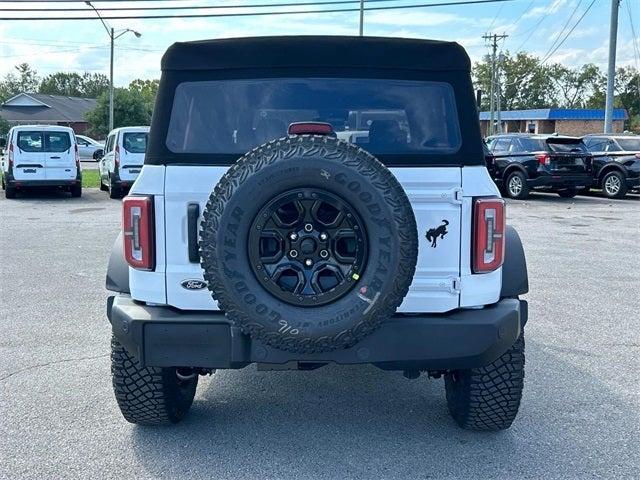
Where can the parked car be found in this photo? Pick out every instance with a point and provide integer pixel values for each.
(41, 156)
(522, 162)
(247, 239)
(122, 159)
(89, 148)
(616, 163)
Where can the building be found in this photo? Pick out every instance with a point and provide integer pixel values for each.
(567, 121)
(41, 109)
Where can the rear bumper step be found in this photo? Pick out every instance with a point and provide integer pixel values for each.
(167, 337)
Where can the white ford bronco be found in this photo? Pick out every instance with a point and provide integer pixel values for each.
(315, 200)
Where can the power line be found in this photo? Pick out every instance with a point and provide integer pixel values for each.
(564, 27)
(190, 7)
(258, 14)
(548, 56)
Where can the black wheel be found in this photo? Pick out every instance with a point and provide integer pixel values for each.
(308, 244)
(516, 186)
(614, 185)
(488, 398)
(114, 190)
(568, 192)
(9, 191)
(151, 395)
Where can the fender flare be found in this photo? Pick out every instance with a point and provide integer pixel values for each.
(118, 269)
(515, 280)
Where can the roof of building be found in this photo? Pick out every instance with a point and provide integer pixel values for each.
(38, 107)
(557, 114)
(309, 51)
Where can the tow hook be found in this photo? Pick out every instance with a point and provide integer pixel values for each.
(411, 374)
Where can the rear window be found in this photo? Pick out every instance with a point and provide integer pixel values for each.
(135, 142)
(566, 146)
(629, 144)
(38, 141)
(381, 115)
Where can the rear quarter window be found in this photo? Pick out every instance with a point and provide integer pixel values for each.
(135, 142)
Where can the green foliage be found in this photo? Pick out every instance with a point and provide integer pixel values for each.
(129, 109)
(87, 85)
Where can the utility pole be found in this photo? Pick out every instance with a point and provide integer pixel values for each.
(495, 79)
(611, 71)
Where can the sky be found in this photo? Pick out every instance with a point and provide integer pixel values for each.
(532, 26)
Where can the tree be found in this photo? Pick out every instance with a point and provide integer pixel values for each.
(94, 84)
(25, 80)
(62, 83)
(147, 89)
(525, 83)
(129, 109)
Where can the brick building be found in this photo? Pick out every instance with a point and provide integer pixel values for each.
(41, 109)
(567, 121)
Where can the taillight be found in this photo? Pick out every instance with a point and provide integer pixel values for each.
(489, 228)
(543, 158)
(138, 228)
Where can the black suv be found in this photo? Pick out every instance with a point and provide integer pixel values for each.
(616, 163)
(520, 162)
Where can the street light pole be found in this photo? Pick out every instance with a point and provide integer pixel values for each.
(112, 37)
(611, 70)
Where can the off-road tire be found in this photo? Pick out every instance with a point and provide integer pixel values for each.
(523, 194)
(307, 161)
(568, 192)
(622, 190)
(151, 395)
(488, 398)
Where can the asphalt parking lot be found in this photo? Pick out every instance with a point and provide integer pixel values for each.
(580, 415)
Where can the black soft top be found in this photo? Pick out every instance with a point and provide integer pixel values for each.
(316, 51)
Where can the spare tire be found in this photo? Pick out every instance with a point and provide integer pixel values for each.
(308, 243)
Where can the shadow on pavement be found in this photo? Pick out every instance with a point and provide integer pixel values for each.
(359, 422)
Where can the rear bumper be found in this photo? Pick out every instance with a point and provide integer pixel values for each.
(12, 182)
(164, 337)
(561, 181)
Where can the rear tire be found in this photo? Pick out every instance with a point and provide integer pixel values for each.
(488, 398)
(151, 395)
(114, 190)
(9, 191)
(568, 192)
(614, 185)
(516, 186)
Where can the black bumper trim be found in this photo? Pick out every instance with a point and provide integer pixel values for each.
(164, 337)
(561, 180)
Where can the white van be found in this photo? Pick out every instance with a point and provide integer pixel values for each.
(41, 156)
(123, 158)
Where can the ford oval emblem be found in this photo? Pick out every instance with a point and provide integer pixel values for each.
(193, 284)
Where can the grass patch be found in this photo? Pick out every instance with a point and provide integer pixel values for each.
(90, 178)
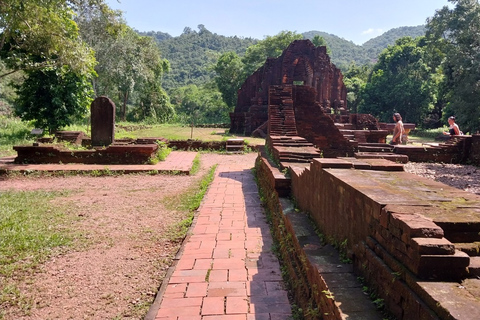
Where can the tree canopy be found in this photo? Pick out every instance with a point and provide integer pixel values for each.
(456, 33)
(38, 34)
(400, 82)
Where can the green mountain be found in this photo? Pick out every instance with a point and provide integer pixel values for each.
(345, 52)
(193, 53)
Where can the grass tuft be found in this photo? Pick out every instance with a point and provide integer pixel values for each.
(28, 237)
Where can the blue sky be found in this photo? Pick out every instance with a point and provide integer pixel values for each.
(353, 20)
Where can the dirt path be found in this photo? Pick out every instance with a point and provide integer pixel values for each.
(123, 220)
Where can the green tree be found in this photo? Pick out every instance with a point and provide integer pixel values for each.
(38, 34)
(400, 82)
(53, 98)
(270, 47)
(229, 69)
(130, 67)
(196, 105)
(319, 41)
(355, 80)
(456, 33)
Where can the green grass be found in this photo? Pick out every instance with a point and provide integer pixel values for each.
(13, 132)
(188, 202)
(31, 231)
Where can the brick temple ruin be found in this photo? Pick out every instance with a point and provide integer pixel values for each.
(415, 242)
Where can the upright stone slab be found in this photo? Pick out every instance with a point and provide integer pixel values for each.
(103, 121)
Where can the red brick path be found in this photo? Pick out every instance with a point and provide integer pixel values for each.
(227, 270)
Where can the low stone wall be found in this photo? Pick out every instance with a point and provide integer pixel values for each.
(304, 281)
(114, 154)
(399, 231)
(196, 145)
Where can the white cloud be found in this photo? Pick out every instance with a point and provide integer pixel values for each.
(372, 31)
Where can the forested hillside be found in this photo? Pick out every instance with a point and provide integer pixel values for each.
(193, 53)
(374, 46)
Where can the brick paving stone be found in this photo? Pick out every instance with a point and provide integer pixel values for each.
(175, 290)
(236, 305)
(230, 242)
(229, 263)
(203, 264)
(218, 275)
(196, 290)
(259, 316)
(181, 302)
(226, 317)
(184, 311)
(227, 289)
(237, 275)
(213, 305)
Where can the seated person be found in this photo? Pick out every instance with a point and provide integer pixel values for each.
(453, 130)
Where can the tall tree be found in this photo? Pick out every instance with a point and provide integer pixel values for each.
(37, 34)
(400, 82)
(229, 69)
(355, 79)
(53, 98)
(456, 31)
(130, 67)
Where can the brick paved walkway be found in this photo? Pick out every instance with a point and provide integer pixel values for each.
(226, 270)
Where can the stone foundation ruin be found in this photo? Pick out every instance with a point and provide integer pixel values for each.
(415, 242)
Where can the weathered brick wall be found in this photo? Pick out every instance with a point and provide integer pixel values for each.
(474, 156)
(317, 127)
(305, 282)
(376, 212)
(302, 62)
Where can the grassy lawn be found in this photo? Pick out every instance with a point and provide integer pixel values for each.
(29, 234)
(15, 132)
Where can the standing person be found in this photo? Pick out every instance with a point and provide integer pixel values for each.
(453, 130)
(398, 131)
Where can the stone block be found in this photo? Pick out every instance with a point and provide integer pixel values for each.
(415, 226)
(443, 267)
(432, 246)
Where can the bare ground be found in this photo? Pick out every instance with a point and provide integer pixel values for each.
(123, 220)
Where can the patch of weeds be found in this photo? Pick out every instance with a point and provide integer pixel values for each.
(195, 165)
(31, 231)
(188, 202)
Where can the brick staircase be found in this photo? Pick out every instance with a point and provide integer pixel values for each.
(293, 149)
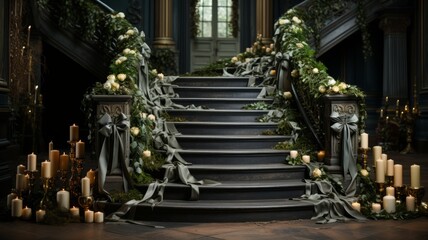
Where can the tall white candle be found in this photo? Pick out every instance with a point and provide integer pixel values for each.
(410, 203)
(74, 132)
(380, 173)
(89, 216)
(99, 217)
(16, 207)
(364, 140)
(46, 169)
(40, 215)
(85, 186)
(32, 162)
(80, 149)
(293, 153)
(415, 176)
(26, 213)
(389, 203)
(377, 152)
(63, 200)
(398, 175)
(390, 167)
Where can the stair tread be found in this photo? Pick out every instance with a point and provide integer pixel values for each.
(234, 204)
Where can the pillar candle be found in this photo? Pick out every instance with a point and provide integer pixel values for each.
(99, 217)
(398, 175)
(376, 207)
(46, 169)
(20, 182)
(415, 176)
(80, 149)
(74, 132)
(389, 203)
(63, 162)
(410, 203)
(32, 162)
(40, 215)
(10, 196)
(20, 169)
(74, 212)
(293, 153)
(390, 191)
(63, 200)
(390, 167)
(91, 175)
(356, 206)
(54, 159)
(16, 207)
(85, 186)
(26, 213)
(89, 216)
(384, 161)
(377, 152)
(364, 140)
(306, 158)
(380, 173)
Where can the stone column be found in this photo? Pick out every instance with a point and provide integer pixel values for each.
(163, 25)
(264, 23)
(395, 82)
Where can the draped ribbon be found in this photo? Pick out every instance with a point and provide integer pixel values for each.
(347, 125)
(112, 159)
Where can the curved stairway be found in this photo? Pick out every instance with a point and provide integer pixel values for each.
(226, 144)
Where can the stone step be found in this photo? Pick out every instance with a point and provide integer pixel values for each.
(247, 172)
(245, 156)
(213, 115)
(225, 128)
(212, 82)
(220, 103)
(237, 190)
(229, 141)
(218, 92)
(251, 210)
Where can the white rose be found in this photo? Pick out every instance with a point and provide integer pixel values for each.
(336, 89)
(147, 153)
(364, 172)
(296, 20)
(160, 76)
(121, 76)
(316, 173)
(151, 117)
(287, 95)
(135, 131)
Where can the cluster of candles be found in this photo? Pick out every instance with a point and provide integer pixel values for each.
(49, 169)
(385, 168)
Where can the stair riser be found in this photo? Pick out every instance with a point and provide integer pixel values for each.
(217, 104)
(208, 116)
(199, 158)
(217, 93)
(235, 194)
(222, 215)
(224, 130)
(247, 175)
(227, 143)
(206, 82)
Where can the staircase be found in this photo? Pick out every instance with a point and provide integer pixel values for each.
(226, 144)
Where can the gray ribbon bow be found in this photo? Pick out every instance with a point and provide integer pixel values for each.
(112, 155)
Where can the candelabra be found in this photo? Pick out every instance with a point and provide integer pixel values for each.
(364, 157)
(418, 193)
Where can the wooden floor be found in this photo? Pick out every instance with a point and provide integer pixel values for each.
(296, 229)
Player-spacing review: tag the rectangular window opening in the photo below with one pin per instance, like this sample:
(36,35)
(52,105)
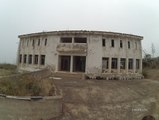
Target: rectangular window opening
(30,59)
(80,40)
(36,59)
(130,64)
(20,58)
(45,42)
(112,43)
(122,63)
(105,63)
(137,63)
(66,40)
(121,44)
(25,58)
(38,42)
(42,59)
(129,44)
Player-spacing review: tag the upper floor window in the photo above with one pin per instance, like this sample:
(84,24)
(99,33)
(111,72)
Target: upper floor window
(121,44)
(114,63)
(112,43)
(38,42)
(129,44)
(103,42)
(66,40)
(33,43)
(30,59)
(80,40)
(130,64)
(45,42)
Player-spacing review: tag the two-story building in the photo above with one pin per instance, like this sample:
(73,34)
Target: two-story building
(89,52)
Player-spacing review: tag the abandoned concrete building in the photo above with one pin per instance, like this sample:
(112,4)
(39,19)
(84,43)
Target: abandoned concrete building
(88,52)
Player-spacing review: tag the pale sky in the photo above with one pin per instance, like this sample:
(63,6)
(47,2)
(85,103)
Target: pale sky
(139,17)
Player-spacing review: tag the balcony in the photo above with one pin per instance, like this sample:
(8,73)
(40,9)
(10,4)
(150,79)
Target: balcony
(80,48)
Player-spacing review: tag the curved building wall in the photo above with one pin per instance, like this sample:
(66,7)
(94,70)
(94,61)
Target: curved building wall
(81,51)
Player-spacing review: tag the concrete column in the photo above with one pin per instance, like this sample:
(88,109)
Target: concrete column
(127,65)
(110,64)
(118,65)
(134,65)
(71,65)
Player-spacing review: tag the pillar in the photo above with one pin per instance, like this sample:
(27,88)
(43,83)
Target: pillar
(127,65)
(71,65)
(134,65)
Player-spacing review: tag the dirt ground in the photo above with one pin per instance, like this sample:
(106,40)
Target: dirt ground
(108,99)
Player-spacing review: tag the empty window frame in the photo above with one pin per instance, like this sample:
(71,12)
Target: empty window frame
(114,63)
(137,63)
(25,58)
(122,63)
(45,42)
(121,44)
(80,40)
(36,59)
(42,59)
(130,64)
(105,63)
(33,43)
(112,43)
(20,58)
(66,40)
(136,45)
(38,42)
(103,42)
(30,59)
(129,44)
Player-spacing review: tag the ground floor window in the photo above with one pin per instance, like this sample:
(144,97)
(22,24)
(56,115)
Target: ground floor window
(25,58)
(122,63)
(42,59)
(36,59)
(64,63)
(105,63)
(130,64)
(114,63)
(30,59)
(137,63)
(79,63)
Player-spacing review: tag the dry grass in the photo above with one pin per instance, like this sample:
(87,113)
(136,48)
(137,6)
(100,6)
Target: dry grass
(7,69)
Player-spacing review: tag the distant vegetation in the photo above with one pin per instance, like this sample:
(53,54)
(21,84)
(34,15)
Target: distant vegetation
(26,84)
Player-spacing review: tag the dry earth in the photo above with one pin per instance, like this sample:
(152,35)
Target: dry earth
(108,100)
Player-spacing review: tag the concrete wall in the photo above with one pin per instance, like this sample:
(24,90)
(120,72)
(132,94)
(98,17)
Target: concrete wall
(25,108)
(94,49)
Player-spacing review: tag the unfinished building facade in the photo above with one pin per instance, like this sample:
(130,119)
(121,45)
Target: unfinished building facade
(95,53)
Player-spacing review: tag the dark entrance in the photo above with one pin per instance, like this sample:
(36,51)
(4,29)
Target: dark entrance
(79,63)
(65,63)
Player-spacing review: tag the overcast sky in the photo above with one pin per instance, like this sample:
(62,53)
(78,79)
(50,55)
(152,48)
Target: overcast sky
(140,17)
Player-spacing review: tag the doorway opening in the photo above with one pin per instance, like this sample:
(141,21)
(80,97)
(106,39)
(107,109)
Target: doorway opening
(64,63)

* [TASK INSTRUCTIONS]:
Reproduce exactly the line containing "Player-spacing review: tag the dry grass" and all lines after it through the end of the listing above; leave out every earlier line.

* [WORKED SOLUTION]:
Player-spacing review: tag the dry grass in the photo above with one pin per instance, like this sample:
(87,113)
(136,48)
(137,6)
(100,6)
Target: dry grass
(7,69)
Player-spacing review: tag the distant vegetation in the photo above with one pin per instance, like this sample:
(53,54)
(21,84)
(34,15)
Target: distant vegetation
(26,84)
Player-spacing review: tag the dry earth in the photo above with one pin per instance, like this sample:
(152,35)
Target: dry earth
(108,100)
Player-spacing review: tag the concrete wall in the photo above with one pin per instance, like this sample:
(24,90)
(120,72)
(132,94)
(98,17)
Target: concrete wall
(25,108)
(94,49)
Player-spacing review: tag the unfinished building facade in the photo above with one pin per instance, like this sample:
(130,119)
(121,45)
Target: unfinished building facade
(95,53)
Player-spacing review: tag the dark entrance in the photo above with one pin per instance, like this sample:
(36,51)
(4,29)
Target: dark entrance
(79,63)
(65,63)
Player-spacing review: tag the overcast sky in the photo above with one pin per instance, like this sample:
(62,53)
(78,79)
(50,55)
(152,48)
Target: overcast sky
(140,17)
Player-spacing review: tag the doorway opening in the photo above with one pin per instance, like this sample:
(141,21)
(80,97)
(106,39)
(107,109)
Target: doorway opening
(64,63)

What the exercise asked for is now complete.